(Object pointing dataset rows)
::::
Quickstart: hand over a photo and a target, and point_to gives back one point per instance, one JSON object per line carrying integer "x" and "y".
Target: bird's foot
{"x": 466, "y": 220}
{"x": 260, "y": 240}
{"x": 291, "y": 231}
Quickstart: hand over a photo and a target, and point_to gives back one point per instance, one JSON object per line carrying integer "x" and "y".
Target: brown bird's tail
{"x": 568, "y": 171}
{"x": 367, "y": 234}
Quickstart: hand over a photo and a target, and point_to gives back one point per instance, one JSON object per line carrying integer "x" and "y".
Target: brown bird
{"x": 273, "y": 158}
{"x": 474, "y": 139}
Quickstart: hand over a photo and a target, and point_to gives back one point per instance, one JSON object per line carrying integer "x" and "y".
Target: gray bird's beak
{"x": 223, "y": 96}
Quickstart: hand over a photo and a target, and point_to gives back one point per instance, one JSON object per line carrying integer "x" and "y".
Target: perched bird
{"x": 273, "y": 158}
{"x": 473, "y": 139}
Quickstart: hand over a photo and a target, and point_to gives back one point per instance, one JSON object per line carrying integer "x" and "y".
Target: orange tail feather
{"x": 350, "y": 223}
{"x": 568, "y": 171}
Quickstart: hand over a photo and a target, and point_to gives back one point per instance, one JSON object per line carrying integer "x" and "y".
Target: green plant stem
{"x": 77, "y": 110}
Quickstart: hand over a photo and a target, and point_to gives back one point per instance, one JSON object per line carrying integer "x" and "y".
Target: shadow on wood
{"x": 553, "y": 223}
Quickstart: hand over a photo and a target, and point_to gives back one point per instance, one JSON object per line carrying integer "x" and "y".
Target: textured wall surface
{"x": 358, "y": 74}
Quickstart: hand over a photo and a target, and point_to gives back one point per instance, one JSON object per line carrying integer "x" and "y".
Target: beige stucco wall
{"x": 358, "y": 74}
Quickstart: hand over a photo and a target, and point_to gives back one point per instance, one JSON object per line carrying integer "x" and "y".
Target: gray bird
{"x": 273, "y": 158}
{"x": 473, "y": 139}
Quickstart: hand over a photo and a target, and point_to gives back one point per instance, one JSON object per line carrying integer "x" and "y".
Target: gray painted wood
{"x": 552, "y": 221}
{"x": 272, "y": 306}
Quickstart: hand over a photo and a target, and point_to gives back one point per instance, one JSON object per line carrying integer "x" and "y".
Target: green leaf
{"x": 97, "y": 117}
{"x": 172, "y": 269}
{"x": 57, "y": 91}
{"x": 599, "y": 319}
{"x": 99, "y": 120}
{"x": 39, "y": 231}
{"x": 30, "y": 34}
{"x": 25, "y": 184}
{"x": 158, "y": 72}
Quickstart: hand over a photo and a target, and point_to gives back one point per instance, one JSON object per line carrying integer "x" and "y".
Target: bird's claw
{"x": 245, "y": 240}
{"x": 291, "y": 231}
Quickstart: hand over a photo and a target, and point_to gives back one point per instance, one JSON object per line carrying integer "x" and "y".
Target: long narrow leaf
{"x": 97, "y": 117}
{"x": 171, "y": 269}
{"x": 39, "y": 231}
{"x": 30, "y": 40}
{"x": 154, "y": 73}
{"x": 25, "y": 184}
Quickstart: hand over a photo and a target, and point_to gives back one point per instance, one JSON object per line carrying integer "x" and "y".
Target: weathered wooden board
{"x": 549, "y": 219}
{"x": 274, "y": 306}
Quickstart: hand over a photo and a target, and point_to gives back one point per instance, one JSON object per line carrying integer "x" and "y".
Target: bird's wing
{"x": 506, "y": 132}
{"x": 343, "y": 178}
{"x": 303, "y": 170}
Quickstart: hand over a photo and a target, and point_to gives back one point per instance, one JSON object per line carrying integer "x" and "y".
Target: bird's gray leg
::::
### Aim
Each record above should be restated word for word.

### Solved problem
Quickstart: hand over a photo and a target, and point_to gives back one point per instance, one JSON object per line carrying integer "x" and "y".
Target: bird's foot
{"x": 466, "y": 220}
{"x": 260, "y": 240}
{"x": 291, "y": 231}
Quickstart: hand over a photo and a target, and point_to gives back one point per instance, one JSON object per line carrying integer "x" and "y".
Target: brown bird's tail
{"x": 568, "y": 171}
{"x": 367, "y": 234}
Quickstart: hand over a photo and a target, and point_to gives back one point per instance, one JSON object per line carrying integer "x" and "y".
Target: brown bird
{"x": 273, "y": 158}
{"x": 474, "y": 139}
Quickstart: hand over a photo and a target, and point_to gives back one point per instance, one JSON object per line carrying integer "x" and "y".
Target: gray bird's beak
{"x": 223, "y": 96}
Quickstart: hand over a photo and a target, and point_to gives back one point per instance, one JSON object per line carrying integer "x" and "y".
Target: perched bird
{"x": 273, "y": 158}
{"x": 473, "y": 139}
Quickstart: hand over a photo and a target, and point_to gives back one point per instance, one JSON object per line carrying integer "x" and "y".
Target: orange tail feather
{"x": 350, "y": 223}
{"x": 568, "y": 171}
Quickstart: hand over a photo and a target, and point_to gives back one point per instance, one JSON object per line carrying integer "x" and "y".
Target: green plant stem
{"x": 77, "y": 110}
Quickstart: hand over a photo and a target, and point_to gives back one point per instance, one JSON object per line carrying integer "x" and "y".
Target: shadow on wood
{"x": 553, "y": 223}
Quickstart: hand over a photo and a target, and point_to gives back one point per instance, one JSON object per line carrying integer "x" and "y".
Target: textured wall surface
{"x": 358, "y": 74}
Quickstart: hand over a photo and a target, and point_to gives back one point per instance, one JSON object per line carrying integer "x" and "y".
Target: beige stucco wall
{"x": 358, "y": 74}
Quickstart: hand over a photo and a target, and point_to gives back one point per instance, one JSON object per line carrying integer "x" and "y".
Target: gray bird
{"x": 273, "y": 158}
{"x": 473, "y": 139}
Quickstart: hand over a photo and a target, and point_to gives back one point per instance, one JSON object per line carrying integer "x" and "y".
Target: gray painted wood
{"x": 552, "y": 221}
{"x": 272, "y": 306}
Quickstart: hand over a photo and a target, and point_to gives back one point per instance, one JSON object per line carrying integer "x" and "y".
Target: green leaf
{"x": 97, "y": 117}
{"x": 172, "y": 269}
{"x": 57, "y": 91}
{"x": 599, "y": 319}
{"x": 99, "y": 120}
{"x": 39, "y": 231}
{"x": 30, "y": 34}
{"x": 25, "y": 184}
{"x": 158, "y": 72}
Quickstart: hand over a photo and a target, and point_to gives back one point per instance, one JSON object per line carrying integer "x" and "y".
Target: bird's claw
{"x": 245, "y": 240}
{"x": 291, "y": 231}
Quickstart: hand over a photo and a target, and point_to gives back one point per instance, one JSON object per line carrying integer "x" and "y".
Target: long narrow leaf
{"x": 97, "y": 117}
{"x": 171, "y": 269}
{"x": 39, "y": 231}
{"x": 30, "y": 40}
{"x": 154, "y": 73}
{"x": 25, "y": 184}
Quickstart: hand over a photo and a target, and point_to gives back one point per instance, one JSON object per line carrying integer "x" and "y".
Target: weathered wooden board
{"x": 549, "y": 219}
{"x": 274, "y": 306}
Quickstart: hand over a photo and a target, and point_to gives back one point per instance, one JSON object per line carrying integer "x" and "y".
Target: bird's wing
{"x": 506, "y": 132}
{"x": 343, "y": 178}
{"x": 303, "y": 170}
Quickstart: hand over a photo and a target, and point_to gives back one point per instance, one JSON object per line carrying integer "x" and "y".
Target: bird's gray leg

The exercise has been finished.